**EXTRAIT CHOISI:**
----
1 août 2023
Par Aurélie Beaupré

La coordination défaillante entre les chantiers est préoccupante, tout comme la baisse de productivité générale dans l'industrie de la voirie et du génie par rapport au reste de l'économie. Des améliorations sont nécessaires pour optimiser les projets et une meilleure gestion est essentielle pour relever ces défis.

Les chantiers au centre-ville de Montréal continuent de susciter des commentaires négatifs avec des entraves à la circulation, des cônes orange oubliés depuis des années et une pollution sonore et visuelle persistante. Selon une étude de la Chambre de commerce du Montréal métropolitain (CCMM) publiée en début d’année, 94 % des rues de l’hypercentre ont été partiellement ou totalement entravées entre avril 2021 et mars 2022. « Ces chiffres viennent confirmer la perception généralisée selon laquelle il y a des chantiers partout au centre-ville », remarque Michel Leblanc, président de la CCMM.

 

Et, en plus de l’omniprésence des chantiers, cette même étude nous permet de constater qu’il y en a tout le temps : « On a effectivement observé que pendant neuf ans, sur Saint-Urbain, il y a eu des travaux à un endroit ou à un autre sur différentes hauteurs de cet axe important », poursuit-il.

 

Michel Leblanc, président de la Chambre de commerce du Montréal métropolitain. Crédit : Gracieuseté

 

Deux principaux motifs expliqueraient le nombre, la durée des chantiers et la gravité des inconvénients générés par ces derniers : le vieillissement des infrastructures et le fait que ce centre-ville soit habité. N’en demeure, ces constats mettent en évidence la nécessité de trouver des solutions novatrices afin d’améliorer les conditions actuelles. Face à ces défis complexes, le Sommet sur les chantiers, qui s'est tenu à Montréal en mars 2023, a émergé comme une réponse à cette situation. Cette initiative a réuni des acteurs clés du domaine, des experts et des décideurs afin de favoriser un dialogue constructif et d’explorer des pistes de solution.
----
**DONNÉES FOURNIES:**

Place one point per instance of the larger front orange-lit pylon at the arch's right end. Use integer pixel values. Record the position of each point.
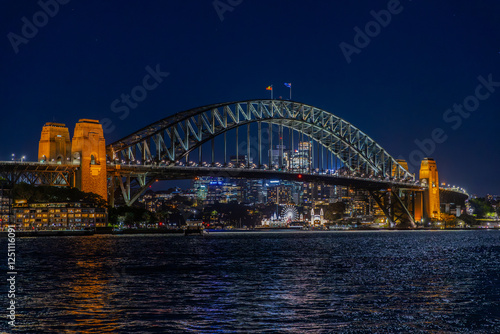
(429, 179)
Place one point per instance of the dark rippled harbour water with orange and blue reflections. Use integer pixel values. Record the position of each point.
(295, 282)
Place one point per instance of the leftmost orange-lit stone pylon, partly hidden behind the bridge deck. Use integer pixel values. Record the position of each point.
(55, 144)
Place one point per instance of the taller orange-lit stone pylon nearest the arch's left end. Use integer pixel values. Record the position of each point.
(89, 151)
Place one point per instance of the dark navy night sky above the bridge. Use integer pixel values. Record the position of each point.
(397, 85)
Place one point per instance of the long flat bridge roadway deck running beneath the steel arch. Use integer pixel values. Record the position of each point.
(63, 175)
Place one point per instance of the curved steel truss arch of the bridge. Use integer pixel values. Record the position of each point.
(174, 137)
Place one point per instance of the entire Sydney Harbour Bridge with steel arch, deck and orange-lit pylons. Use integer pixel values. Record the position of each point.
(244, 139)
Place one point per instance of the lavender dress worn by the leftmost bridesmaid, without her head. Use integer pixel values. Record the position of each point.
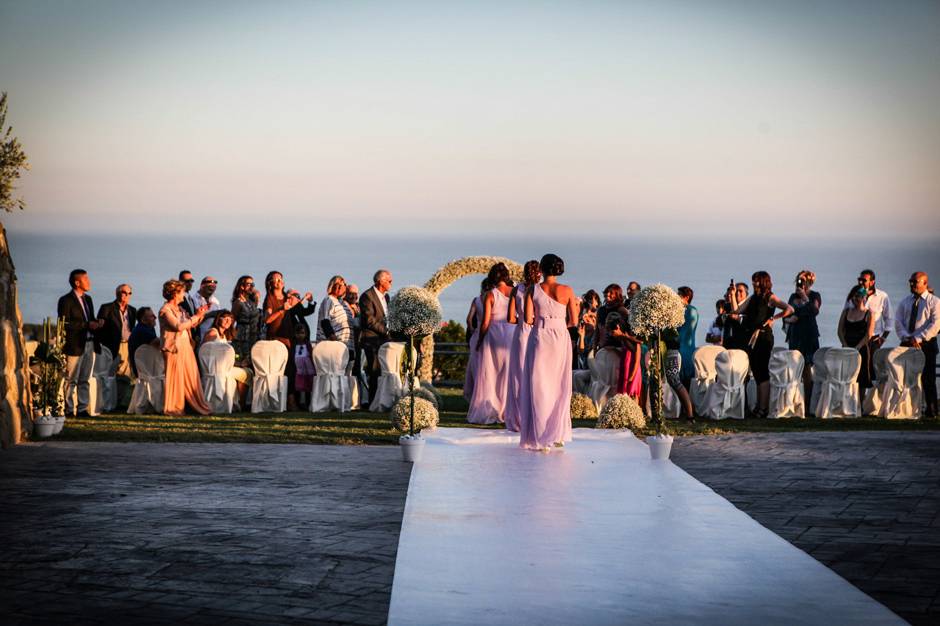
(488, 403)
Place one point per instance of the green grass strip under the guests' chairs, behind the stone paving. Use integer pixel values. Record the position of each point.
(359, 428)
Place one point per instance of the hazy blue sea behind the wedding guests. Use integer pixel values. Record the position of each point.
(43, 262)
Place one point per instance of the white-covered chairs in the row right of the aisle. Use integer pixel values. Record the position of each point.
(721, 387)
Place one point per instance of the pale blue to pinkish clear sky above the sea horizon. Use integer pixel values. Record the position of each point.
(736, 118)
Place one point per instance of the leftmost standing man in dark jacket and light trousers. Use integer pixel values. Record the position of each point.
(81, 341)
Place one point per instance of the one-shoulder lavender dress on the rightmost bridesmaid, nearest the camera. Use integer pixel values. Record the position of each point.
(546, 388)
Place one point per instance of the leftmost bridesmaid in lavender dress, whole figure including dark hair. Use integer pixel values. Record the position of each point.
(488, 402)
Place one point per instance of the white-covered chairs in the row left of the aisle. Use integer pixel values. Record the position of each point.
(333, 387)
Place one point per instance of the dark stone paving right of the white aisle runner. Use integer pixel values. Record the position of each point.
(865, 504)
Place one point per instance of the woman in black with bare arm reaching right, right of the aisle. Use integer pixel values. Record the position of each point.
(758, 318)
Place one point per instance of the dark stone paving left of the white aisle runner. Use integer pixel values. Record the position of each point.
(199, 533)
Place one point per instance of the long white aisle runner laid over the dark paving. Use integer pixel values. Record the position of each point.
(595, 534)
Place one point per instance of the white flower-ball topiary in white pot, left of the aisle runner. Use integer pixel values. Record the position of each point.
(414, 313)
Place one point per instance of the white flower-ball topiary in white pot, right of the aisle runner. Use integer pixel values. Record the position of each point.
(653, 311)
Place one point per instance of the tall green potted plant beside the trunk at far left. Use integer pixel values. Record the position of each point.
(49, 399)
----
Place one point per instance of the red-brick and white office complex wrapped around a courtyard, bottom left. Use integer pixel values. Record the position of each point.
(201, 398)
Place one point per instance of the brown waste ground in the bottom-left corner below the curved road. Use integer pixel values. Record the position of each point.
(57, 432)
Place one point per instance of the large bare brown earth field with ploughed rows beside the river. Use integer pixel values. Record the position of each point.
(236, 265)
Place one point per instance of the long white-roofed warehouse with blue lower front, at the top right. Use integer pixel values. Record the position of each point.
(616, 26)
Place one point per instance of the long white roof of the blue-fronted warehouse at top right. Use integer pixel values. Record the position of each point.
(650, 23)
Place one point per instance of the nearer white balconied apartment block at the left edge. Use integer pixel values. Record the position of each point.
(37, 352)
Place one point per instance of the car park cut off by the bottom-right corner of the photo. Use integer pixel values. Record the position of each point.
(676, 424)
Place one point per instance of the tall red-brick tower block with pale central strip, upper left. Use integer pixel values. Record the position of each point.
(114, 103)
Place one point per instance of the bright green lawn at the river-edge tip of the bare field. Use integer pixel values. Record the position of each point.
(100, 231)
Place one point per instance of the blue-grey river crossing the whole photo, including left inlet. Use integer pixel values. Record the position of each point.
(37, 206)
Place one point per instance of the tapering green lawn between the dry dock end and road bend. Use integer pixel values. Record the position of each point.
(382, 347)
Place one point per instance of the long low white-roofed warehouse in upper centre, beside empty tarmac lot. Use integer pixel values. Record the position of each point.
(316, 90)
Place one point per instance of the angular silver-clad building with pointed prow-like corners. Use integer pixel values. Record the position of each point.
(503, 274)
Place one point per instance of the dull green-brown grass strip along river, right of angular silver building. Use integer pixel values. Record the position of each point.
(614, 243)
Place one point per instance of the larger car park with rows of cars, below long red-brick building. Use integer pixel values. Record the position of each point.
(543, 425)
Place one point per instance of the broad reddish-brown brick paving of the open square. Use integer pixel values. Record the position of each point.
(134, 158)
----
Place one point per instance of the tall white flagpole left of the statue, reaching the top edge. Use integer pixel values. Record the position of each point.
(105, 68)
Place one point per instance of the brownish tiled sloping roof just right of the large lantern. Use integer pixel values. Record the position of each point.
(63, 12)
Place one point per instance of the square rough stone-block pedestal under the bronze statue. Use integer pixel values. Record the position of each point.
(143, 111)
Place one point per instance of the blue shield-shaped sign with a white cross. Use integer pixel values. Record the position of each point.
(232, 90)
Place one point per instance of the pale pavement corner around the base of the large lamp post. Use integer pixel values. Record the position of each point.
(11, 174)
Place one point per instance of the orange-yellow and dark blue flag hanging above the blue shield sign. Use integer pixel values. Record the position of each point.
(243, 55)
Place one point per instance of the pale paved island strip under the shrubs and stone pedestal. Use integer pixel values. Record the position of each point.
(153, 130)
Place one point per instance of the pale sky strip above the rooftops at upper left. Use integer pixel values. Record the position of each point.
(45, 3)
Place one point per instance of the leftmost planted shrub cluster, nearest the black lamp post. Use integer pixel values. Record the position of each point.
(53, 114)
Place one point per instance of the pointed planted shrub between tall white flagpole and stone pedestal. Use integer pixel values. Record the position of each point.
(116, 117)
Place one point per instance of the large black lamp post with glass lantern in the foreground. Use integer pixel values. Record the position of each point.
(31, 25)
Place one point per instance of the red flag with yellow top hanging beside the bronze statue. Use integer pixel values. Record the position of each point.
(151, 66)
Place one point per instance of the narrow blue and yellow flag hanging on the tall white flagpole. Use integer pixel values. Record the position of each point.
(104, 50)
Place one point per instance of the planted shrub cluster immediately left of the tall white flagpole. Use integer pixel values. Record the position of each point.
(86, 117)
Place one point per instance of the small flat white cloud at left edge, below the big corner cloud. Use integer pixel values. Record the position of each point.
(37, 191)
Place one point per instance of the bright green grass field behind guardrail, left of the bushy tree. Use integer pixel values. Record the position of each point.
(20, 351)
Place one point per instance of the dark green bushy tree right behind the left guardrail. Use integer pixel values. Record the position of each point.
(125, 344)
----
**TÂCHE 1:** Dressez la liste des groupes de participants que le Sommet sur les chantiers a réunis selon l'article sur les chantiers de Montréal.
**TÂCHE 2:** Poursuivez l'article sur les chantiers de Montréal en enchaînant après sa dernière phrase.
Les lignes n'ont aucun lien avec l'article sur les chantiers de Montréal.

**RÉSULTAT 1:**
- Des acteurs clés du domaine
- Des experts
- Des décideurs

**RÉSULTAT 2:**
Deux importants constats

L’un des problèmes majeurs cernés est la coordination défaillante entre les chantiers : « On s’est aperçus que peu de chantiers, soit environ 6 %, étaient déclarés sur la plateforme créée par la Ville servant à leur coordination. Ça nous laisse donc avec aucune possibilité de coordonner les activités en voirie », souligne Michel Leblanc. En plus d’un manque de coordination, la présence parfois injustifiée de cônes orange n’a rien pour améliorer la situation. En effet, toujours selon l’étude de la CCMM, environ 27 % des cônes orange dans une zone donnée étaient présents sans raison apparente, entraînant des entraves et une pollution visuelle inutiles.

 

Un autre constat alarmant concerne la baisse de productivité générale de l’industrie de la voirie et du secteur du génie par rapport au reste de l’économie. Ainsi, les entreprises du domaine ne parviennent pas à suivre le rythme de croissance de l’économie en termes de productivité. « On remarque que les entreprises n’ont pas toujours les moyens, en raison de leur taille ou du fait qu’elles soient soumises à des appels d’offres qui imposent le plus bas soumissionnaire, de dégager des marges de profit afin d’investir dans leur croissance et leur productivité », s’inquiète le président de la CCMM.

 

Des solutions avancées

Face à ces constats préoccupants, des solutions sont proposées. La Ville de Montréal a déjà mis en place des mesures telles que la Charte montréalaise des chantiers et l’escouade mobilité, mais il est nécessaire que tous les partenaires s’engagent et trouvent de nouvelles solutions: « On a donc pris le leadership, dans le cadre du Sommet sur les chantiers, de rassembler tout le monde à une même table parce que nous avions des propositions de solutions. Mais on ne voulait pas les imposer sans d’abord en discuter avec les acteurs qui seraient impliqués », explique Émilie Thuillier, mairesse de l’arrondissement d’Ahuntsic-Cartierville.

 

Émilie Thuillier, mairesse de l’arrondissement d’Ahuntsic-Cartierville. Crédit : Gracieuseté

 

Et la solution ne passe pas uniquement par l’installation et le retrait des cônes orange 24 heures avant et après les travaux. La coordination des chantiers s’est posée comme une priorité afin d’améliorer la situation au centre-ville de la métropole. Afin de faciliter cette coordination, l’inscription des chantiers sur la plateforme AGIR est mise de l’avant : « La coordination des chantiers passe nécessairement par leur inscription sur la plateforme AGIR, afin d’avoir des permis d’occupation du territoire », souligne Michel Leblanc. Il n’en demeure que le respect des permis demandés, soit de leur durée et du secteur occupé par les travaux, est essentiel pour que cette solution s’avère efficace. À cet effet, la propreté des chantiers sera fortement encouragée : « On demande aux gens de garder leur chantier le plus propre possible et de ramasser non seulement les cônes, mais aussi les matériaux utilisés. Les clôtures doivent aussi être bien mises et l’habillage de chantier est toujours encouragé afin de réduire la pollution visuelle engendrée par les travaux », ajoute Émilie Thuillier.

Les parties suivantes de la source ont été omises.